### Supplied material
........

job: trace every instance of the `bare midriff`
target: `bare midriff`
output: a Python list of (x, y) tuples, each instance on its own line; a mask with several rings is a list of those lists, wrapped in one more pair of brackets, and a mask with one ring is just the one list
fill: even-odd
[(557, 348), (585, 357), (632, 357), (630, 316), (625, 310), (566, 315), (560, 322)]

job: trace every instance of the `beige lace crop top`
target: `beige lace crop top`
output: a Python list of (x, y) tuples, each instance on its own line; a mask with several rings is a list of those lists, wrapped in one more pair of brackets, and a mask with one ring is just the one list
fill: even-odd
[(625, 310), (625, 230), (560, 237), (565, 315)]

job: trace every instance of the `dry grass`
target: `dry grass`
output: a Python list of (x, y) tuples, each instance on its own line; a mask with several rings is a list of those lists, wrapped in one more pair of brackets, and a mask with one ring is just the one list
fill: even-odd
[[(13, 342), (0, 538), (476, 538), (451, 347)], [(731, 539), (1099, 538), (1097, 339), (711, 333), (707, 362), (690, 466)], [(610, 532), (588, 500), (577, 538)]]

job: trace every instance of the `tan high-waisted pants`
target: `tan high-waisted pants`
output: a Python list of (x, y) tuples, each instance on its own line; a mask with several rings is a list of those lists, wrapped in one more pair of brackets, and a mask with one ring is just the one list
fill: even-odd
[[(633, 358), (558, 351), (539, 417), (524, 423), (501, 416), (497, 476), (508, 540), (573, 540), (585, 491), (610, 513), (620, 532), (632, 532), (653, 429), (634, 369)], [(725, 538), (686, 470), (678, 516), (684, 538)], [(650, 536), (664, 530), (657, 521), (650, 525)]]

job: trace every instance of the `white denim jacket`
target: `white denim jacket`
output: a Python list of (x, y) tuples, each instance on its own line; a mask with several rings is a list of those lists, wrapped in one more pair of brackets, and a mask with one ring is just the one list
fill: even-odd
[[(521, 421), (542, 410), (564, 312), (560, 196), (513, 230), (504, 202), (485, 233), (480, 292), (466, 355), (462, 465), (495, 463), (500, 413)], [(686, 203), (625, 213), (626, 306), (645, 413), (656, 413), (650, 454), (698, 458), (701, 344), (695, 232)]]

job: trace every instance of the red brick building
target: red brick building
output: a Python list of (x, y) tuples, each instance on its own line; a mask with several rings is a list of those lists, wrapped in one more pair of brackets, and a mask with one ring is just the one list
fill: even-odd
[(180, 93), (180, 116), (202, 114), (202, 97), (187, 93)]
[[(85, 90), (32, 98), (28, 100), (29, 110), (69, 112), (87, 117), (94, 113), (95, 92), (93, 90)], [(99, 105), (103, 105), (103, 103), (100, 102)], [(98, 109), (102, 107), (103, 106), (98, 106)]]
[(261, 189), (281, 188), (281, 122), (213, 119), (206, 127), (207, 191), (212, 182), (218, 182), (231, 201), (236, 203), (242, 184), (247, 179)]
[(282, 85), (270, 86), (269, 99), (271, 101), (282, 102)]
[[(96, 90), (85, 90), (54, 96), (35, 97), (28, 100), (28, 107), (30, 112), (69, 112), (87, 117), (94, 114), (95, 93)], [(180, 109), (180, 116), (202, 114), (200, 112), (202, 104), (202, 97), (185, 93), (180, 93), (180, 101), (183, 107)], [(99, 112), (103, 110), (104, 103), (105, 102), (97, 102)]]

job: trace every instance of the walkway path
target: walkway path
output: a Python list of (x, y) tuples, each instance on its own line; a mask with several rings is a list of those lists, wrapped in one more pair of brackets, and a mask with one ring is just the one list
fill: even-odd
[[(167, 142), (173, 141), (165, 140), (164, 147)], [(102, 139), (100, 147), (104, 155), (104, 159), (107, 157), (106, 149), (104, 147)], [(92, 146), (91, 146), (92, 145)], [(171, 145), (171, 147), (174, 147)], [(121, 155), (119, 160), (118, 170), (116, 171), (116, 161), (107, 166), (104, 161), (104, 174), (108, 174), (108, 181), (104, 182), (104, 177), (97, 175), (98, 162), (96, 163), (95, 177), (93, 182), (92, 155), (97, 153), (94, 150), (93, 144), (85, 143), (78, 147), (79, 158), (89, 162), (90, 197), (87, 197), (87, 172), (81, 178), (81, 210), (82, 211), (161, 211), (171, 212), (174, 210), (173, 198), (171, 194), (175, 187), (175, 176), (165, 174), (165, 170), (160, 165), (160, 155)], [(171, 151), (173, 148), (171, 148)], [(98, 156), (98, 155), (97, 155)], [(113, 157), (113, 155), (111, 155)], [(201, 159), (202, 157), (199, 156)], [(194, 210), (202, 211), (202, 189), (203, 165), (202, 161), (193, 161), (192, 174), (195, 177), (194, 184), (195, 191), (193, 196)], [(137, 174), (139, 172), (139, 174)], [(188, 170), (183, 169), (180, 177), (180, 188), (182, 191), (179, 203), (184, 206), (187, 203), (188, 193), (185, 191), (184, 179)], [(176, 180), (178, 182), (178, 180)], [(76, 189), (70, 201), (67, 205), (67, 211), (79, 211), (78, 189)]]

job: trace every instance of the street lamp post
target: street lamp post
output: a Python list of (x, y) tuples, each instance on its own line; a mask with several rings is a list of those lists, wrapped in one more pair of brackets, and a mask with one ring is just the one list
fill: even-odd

........

Please present all the rows above as a numbered list, leaving out the blank lines.

### Result for this task
1. job: trace every instance of the `bare midriff`
2. target: `bare midriff`
3. output: a Python list of (x, y) tuples, each instance on its own line; a mask with several rings is a list of those lists, wrapped in one more pair of brackets, and a mask with one ring is just the one list
4. fill: even-odd
5. [(557, 348), (585, 357), (632, 357), (630, 316), (625, 310), (566, 315), (560, 322)]
6. job: trace every instance of the `beige lace crop top`
7. target: `beige lace crop top`
8. output: a Python list of (x, y) tuples, each instance on its own line; a mask with several rings is a list of those lists, wrapped in one more pair of brackets, and a mask with one ring is just the one list
9. fill: even-odd
10. [(625, 310), (625, 230), (560, 237), (565, 315)]
11. job: trace every instance of the `dry grass`
12. target: `dry grass`
13. output: a Python list of (x, y) tuples, each instance on its own line; a mask with several rings is a list of those lists, wrapped in one more pair of brackets, and a mask with one ring is just the one list
14. fill: even-odd
15. [[(13, 342), (0, 538), (476, 538), (451, 347)], [(731, 539), (1099, 538), (1097, 339), (711, 333), (707, 362), (690, 466)], [(610, 532), (588, 500), (577, 538)]]
16. job: trace every instance of the `tan high-waisted pants`
17. target: `tan high-waisted pants`
18. output: a Python list of (x, y) tuples, each instance on its own line; a mask with several rings is a list of those lists, wrapped in one more pair of brackets, and a mask with one ring is just the one list
19. fill: even-odd
20. [[(633, 358), (558, 351), (539, 417), (524, 423), (501, 416), (497, 476), (508, 540), (573, 540), (585, 491), (610, 513), (620, 532), (632, 532), (653, 429), (634, 369)], [(725, 538), (686, 470), (678, 516), (684, 538)], [(650, 536), (664, 530), (657, 521), (650, 525)]]
21. job: trace every instance of the `white denim jacket`
22. target: `white denim jacket`
23. output: a Python list of (x, y) tuples, each instance on its own line; a mask with several rings is a list of those lists, wrapped in one more pair of brackets, and a mask with one ring is just the one list
24. fill: even-odd
25. [[(521, 421), (542, 410), (564, 312), (560, 196), (513, 230), (504, 202), (485, 233), (480, 292), (466, 355), (462, 465), (495, 463), (500, 413)], [(686, 203), (625, 213), (626, 306), (645, 413), (656, 413), (650, 454), (698, 458), (701, 344), (695, 232)]]
26. job: trace every instance of the red brick building
27. target: red brick building
28. output: a Python list of (x, y) tuples, each instance on its own line; a mask with several rings is a list of those lists, wrapped in one more pair of brackets, and a mask with one ring is just the one list
29. fill: even-odd
30. [(180, 93), (180, 116), (202, 114), (202, 97), (187, 93)]
31. [[(85, 90), (32, 98), (28, 100), (29, 110), (69, 112), (87, 117), (94, 113), (95, 92), (93, 90)], [(99, 105), (103, 105), (103, 103), (100, 102)], [(98, 109), (102, 107), (103, 106), (98, 106)]]
32. [(261, 189), (281, 188), (281, 122), (213, 119), (206, 127), (207, 191), (212, 182), (218, 182), (231, 201), (236, 203), (242, 184), (247, 179)]
33. [(282, 85), (270, 86), (269, 99), (271, 101), (282, 102)]
34. [[(96, 90), (85, 90), (54, 96), (35, 97), (28, 100), (28, 107), (30, 112), (69, 112), (87, 117), (94, 114), (95, 93)], [(180, 109), (180, 116), (202, 114), (200, 112), (202, 104), (202, 97), (185, 93), (180, 93), (180, 101), (183, 107)], [(99, 112), (103, 110), (104, 103), (105, 102), (97, 102)]]
35. job: trace every instance of the walkway path
36. target: walkway path
37. output: a Python list of (x, y) tuples, each instance on its own line; a mask with several rings is a list of those lists, wrapped in one more pair of brackets, and a mask with one ring is just the one list
38. fill: even-odd
39. [[(167, 142), (173, 141), (165, 140), (164, 147)], [(102, 139), (100, 147), (104, 155), (104, 159), (107, 157), (106, 149), (104, 147)], [(92, 146), (91, 146), (92, 145)], [(171, 145), (171, 147), (174, 147)], [(121, 155), (119, 160), (118, 170), (116, 171), (116, 161), (107, 166), (104, 161), (104, 174), (108, 174), (108, 181), (104, 182), (104, 177), (97, 175), (98, 162), (96, 163), (95, 177), (93, 182), (92, 155), (97, 153), (94, 150), (93, 144), (85, 143), (78, 147), (79, 158), (89, 162), (90, 197), (87, 197), (87, 172), (81, 178), (81, 210), (82, 211), (161, 211), (171, 212), (174, 210), (173, 198), (171, 194), (175, 187), (175, 176), (165, 174), (165, 170), (160, 165), (160, 155)], [(171, 151), (173, 148), (171, 148)], [(98, 156), (98, 155), (97, 155)], [(113, 157), (113, 155), (111, 155)], [(201, 159), (202, 157), (199, 156)], [(194, 210), (202, 211), (202, 189), (203, 165), (202, 161), (193, 161), (192, 174), (195, 177), (194, 184), (195, 191), (193, 196)], [(137, 174), (139, 172), (139, 174)], [(188, 170), (183, 169), (180, 177), (180, 188), (182, 191), (179, 203), (184, 206), (187, 203), (188, 193), (185, 191), (184, 179)], [(176, 180), (178, 182), (178, 180)], [(76, 189), (70, 201), (67, 205), (67, 211), (79, 211), (78, 189)]]
40. job: trace every instance of the street lamp post
41. target: street lamp post
42. output: a Python list of (x, y) tuples, each instance on its own line; a mask with several rings is a list of those lists, wrapped in one more pair of brackets, and a mask with one ring is just the one list
43. fill: even-odd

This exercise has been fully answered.